## Tujuan Tugas A
Saring baris data di bawah dan salin setiap baris yang memuat kata "pixel". Huruf besar dan kecil harus sama persis.

## Kutipan Teks
>>>

Perjuangan mendaki Gunung Wilis (dan perjuanganku menantang dinginnya suhu saat itu, brrrrr....) terbayar ketika kami akhirnya menemui si cantik Air Terjun Irenggolo. Saat itu waktu menunjukkan pukul 16.00 dan kami adalah pengunjung satu-satunya, karena hari itu bukanlah hari libur ataupun weekend. Aku pun puas berfoto di lokasi air terjun. Sayang, saat itu kapasitas airnya tidak banyak sehingga air yang mengalir dari atas pun terlihat sedikit dan kurang riuh bergemuruh.



Hal unik lain yang kutemukan di kota Kediri adalah jembatan di bawah ini. Ini adalah sebuah sungai yang membatasi dua sisi kota. Menurut temanku, beberapa tahun lalu penduduk harus menggunakan jasa perahu untuk menyeberang. Perahu ini dapat menampung mobil dan motor juga. Ongkosnya sekitar Rp7000-15000 untuk sekali menyeberang bagi kendaraan bermotor. Namun ternyata di Tambangan ini (nama lokasinya) telah dibuat sebuah jembatan sederhana yang dibentuk dari tumpukan anyaman bambu, untuk melintasinya warga cukup membayar Rp2000,- Aku cukup beruntung karena saat itu bisa melihat proses penyeberangan mobil menggunakan perahu yang juga ada di dekat jembatan. Aku menyebut hal ini unik karena, tentu saja, aku belum pernah melihat bahkan mengalami hal ini sebelumnya...maklumlah, anak kota :p


Malam hari pun tiba, aku keluar untuk wisata malam hari bersama keluarga temanku. Aku diajak untuk melihat pabrik Gudang Garam yang besar dan ramai dihiasi lampu warna-warni. Ya, Kediri memang terkenal dengan industri pabrik rokoknya. Sayang, aku mendengar ada isu-isu yang menyatakan Gudang Garam tengah dihadang kebangkrutan.

<<<

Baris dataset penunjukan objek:

>>>

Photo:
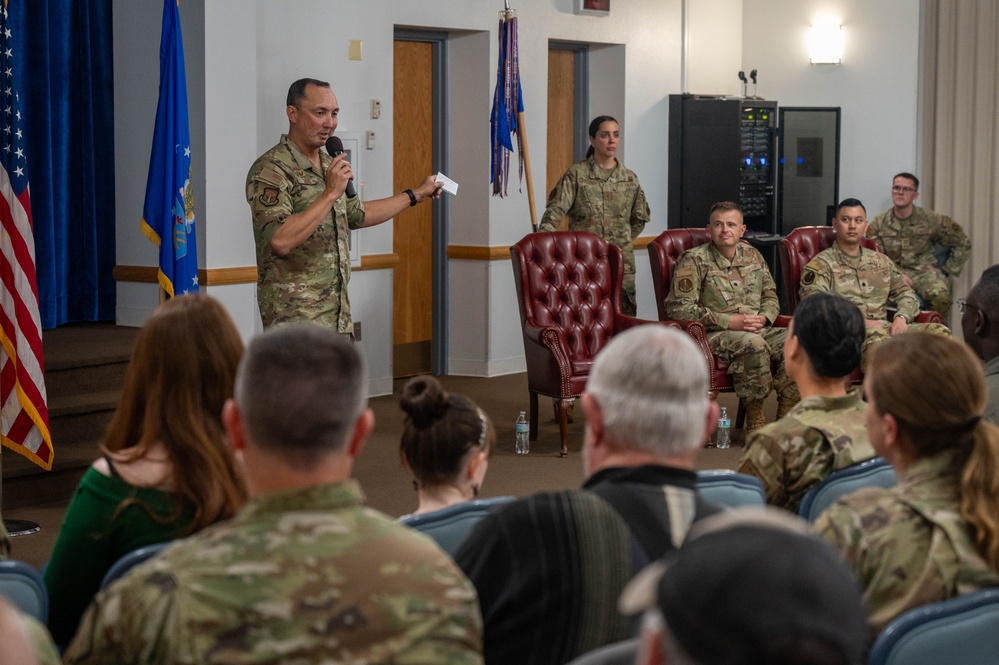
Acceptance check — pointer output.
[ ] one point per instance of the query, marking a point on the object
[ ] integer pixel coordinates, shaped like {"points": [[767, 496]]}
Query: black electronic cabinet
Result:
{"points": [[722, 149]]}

<<<
>>>

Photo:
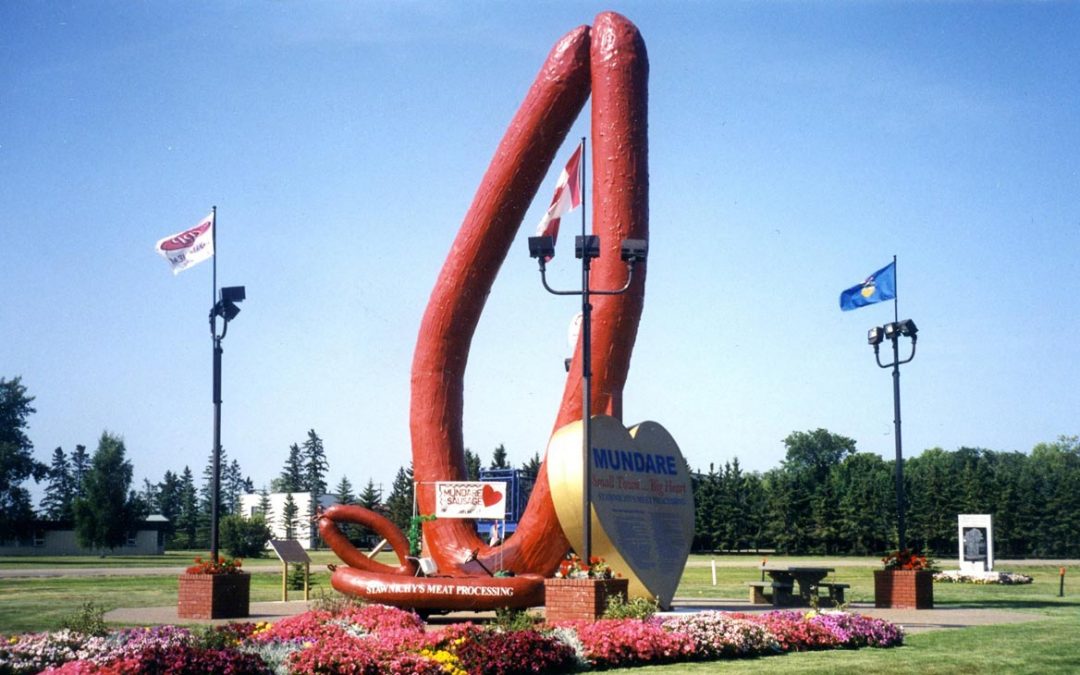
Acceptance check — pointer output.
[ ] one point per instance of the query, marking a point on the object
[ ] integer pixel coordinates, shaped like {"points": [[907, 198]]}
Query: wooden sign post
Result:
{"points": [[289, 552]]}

<<<
>>>

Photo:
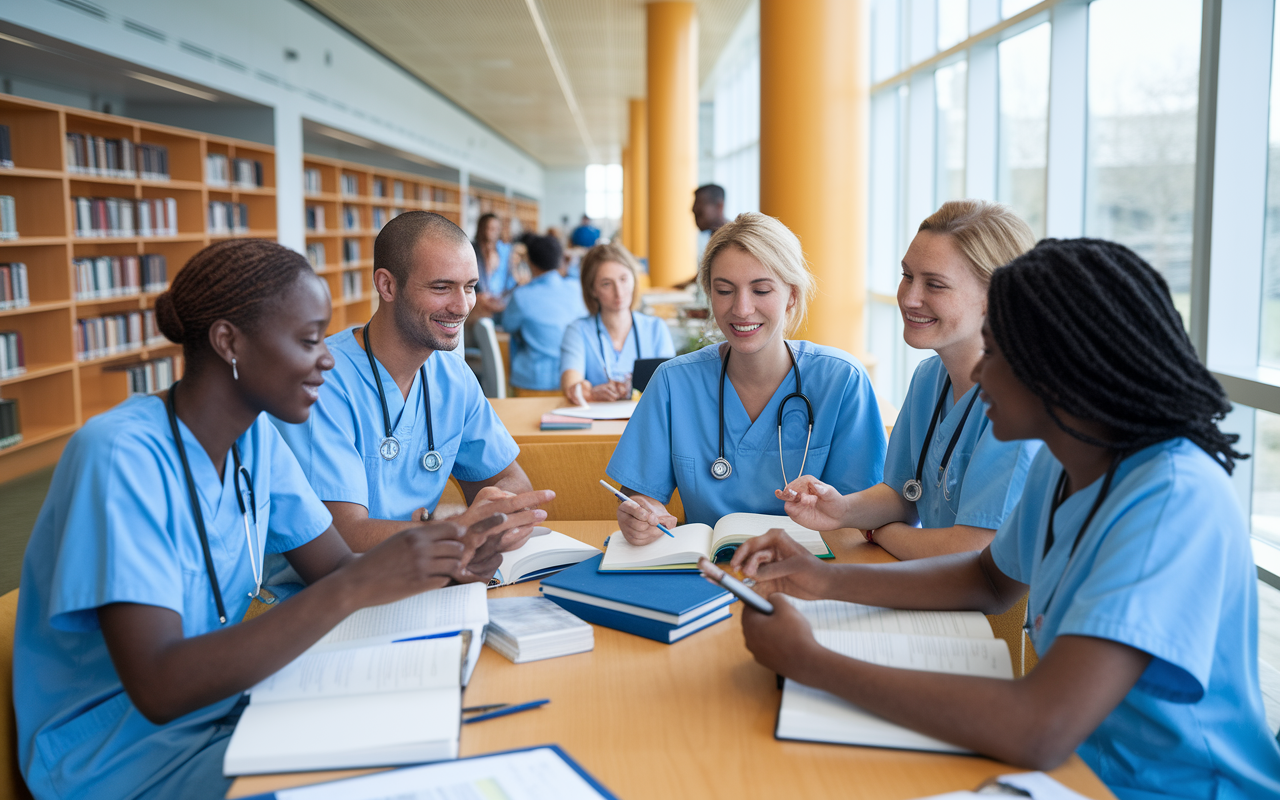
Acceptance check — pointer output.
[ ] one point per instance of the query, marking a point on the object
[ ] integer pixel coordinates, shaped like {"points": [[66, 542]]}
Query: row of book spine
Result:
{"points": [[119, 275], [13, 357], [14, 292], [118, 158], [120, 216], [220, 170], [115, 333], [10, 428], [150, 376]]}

<<<

## Tujuan Tugas B
Sebutkan semua nama diri, yaitu nama tempat dan nama perusahaan, yang muncul dalam kutipan tentang perjalanan ke Kediri di atas.

## Penyelesaian A
[ ] integer pixel coordinates, shaped like {"points": [[767, 496]]}
[ ] integer pixel coordinates, shaped like {"points": [[907, 198]]}
[ ] integer pixel coordinates, shaped like {"points": [[66, 542]]}

## Penyelesaian B
- Gunung Wilis
- Air Terjun Irenggolo
- Kediri
- Tambangan
- Gudang Garam